- _Tasks for this exercise_
a - According to the Wonder Woman series text, in which issue did Giganta first appear?
b - Copy the Wonder Woman series text between "The series was" and "Dawn of DC.", inclusive, changing "revamp" to "overhaul".
c - Turn the paragraph of the Wonder Woman series text that begins "A variety of Wonder Woman enemies debuted" into a list of the enemies and the issues that introduced them.

- _Source extract_
[BEGIN]

Wonder Woman is an ongoing American comic book series featuring the DC Comics superhero Wonder Woman and occasionally other superheroes as its protagonist. The character first appeared in All Star Comics #8 (cover dated December 1941), later featured in Sensation Comics (January 1942) series and gaining her own solo title shortly after.

The series contained many volume revamps and new writers through the ages. Events within the DC Universe tended to affect the series' storylines, including several reboots such as Crisis on Infinite Earths and The New 52.

The series was given a relaunch in 2016, when DC Comics rebooted its entire line of titles in an event called DC Rebirth. The series received a revamp in 2021, as part of a line-wide relaunch called Infinite Frontier, with issue #770. The series relaunched in 2023 as a part of Dawn of DC.

==Volume 1==

===Golden Age===
Wonder Woman first appeared in All Star Comics #8 (December 1941), during the era known to comics historians as the "Golden Age of Comic Books". Following this debut, she was featured in Sensation Comics #1 (January 1942), until starting in her own series in Summer 1942.

During 1942 to 1947, images of bound and gagged women frequently graced the covers of both Sensation Comics and Wonder Woman. An early example is a scene in Wonder Woman #3 (Feb.-March 1943) in which Wonder Woman herself ties up several women, dresses them in deer costumes and chases them through the forest. Later, she rebinds them and displays them on a platter.

A variety of Wonder Woman enemies debuted in the comic series. Issue #1 introduced Wonder Woman's nemesis, Ares, as the embodiment of all abnormal emotions, evil, and essentially all that Wonder Woman was against. In issue #5, the character of Doctor Psycho, a murderous psychopath with an intense hatred of women, was debuted, Issue #6 introduced the Cheetah while issue #9 introduced Giganta. Also issue #9 debuted Queen Clea, which would later help form the female supervillain team Villainy Inc. Later on, issue #49 debuted another recurring enemy, Circe.

===Silver Age===
Wonder Woman experienced significant changes from the late 1950s through the 1960s during the Silver Age of Comic Books. Harry G. Peter was replaced by Ross Andru and Mike Esposito in issue #98 (May 1958), and the character was revamped as were other characters in the Silver Age. In Diana's new origin story (issue #105), it is revealed that her powers are gifts from the gods. Receiving the blessing of each deity in her crib, Diana is destined to become as "beautiful as Aphrodite, wise as Athena, stronger than Hercules, and swifter than Mercury". Further changes included the removal of all World War II references from Wonder Woman's origin, the changing of Hippolyta's hair color to blonde, Wonder Woman's new ability to glide on air currents, and the introduction of the rule that Paradise Island would be destroyed if a man ever set foot on it.

In the 1960s, regular scripter Robert Kanigher adapted several gimmicks which had been used for Superman. As with Superboy, Wonder Woman's "untold" career as the teenage Wonder Girl was chronicled. Foils of Wonder Woman in the Robert Kanigher run included the Angle Man.

[END]

(Excerpts of location labeling data)

[BEGIN]

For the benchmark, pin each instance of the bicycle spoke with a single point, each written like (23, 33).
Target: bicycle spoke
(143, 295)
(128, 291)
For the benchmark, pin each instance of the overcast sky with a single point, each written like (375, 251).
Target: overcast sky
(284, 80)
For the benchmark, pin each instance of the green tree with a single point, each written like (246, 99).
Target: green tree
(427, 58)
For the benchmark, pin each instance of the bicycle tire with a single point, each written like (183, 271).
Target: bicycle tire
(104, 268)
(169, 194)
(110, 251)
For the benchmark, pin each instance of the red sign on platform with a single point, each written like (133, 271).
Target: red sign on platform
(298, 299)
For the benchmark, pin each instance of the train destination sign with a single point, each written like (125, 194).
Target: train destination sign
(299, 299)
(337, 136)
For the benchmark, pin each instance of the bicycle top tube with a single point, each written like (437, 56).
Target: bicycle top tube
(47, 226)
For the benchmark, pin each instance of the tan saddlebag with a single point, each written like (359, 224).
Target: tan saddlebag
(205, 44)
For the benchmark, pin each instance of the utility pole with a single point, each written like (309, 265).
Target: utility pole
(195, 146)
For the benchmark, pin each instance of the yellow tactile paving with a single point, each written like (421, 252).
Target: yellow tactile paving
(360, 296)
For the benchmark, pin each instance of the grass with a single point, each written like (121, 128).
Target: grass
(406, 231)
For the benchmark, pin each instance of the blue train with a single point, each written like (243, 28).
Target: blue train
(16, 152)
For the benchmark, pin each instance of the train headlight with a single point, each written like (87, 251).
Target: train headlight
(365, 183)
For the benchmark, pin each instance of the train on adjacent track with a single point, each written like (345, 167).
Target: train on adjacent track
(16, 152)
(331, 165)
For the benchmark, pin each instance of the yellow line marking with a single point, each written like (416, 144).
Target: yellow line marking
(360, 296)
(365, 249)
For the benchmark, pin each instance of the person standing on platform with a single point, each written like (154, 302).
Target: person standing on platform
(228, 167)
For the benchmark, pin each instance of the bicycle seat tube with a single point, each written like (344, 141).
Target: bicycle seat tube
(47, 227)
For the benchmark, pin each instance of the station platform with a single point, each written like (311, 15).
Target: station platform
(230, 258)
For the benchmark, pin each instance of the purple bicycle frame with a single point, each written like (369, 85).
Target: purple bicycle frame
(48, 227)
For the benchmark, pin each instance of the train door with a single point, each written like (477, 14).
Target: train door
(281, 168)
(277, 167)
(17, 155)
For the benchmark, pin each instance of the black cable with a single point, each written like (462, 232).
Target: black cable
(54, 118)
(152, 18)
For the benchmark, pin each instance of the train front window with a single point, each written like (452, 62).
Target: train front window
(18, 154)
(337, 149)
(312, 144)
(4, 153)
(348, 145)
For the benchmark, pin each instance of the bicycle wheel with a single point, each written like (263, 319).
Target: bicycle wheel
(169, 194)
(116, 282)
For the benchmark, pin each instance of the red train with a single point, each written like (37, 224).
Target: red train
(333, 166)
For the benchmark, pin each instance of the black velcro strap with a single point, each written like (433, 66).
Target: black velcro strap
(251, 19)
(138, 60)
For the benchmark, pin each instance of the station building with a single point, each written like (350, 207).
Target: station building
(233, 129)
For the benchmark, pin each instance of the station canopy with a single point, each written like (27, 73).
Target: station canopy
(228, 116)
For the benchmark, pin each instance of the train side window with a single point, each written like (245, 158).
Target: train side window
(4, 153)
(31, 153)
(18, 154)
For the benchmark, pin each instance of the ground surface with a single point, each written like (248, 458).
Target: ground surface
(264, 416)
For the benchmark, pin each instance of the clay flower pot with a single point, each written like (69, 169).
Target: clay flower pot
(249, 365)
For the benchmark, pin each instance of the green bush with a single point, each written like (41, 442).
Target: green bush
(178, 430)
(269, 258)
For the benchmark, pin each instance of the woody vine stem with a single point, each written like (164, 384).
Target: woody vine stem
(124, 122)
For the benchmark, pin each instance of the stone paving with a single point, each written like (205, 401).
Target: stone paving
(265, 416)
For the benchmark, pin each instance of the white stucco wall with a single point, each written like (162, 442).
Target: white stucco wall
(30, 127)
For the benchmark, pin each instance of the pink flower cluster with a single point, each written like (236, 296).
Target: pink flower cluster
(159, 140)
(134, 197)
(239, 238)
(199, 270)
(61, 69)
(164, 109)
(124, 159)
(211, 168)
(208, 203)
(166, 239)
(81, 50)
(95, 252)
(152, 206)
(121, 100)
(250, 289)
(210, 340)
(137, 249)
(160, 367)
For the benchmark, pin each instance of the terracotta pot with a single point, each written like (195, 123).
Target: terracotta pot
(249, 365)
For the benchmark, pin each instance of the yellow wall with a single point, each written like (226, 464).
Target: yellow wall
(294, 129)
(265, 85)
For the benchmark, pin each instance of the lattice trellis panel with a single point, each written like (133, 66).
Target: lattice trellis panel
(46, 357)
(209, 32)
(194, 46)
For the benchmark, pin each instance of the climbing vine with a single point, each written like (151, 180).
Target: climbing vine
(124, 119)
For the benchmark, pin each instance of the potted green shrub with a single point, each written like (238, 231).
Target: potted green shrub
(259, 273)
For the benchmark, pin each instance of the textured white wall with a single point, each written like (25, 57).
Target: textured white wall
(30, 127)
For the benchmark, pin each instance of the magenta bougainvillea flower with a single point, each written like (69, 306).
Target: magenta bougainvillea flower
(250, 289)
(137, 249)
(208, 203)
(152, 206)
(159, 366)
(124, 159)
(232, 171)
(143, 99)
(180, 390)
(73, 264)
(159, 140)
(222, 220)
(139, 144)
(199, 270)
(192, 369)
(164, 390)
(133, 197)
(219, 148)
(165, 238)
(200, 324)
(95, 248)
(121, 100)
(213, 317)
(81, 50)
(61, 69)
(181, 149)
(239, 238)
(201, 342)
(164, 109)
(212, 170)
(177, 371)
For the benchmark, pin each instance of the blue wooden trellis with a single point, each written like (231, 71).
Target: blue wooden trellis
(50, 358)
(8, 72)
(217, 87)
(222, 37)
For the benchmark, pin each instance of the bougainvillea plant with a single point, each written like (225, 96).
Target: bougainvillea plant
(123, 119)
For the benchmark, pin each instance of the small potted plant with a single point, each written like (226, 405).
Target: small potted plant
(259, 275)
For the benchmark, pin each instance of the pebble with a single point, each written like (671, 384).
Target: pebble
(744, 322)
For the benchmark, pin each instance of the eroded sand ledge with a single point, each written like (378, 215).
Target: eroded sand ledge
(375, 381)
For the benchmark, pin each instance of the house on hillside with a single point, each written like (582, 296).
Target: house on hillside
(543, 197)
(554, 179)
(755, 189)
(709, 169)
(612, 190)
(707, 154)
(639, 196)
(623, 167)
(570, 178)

[END]

- _Outputs_
a - Issue #9

b -
The series was given a relaunch in 2016, when DC Comics rebooted its entire line of titles in an event called DC Rebirth. The series received a overhaul in 2021, as part of a line-wide relaunch called Infinite Frontier, with issue #770. The series relaunched in 2023 as a part of Dawn of DC.

c -
- Issue #1: Ares, Wonder Woman's nemesis and the embodiment of all abnormal emotions, evil, and essentially all that Wonder Woman was against
- Issue #5: Doctor Psycho, a murderous psychopath with an intense hatred of women
- Issue #6: the Cheetah
- Issue #9: Giganta
- Issue #9: Queen Clea, who would later help form the female supervillain team Villainy Inc.
- Issue #49: Circe, another recurring enemy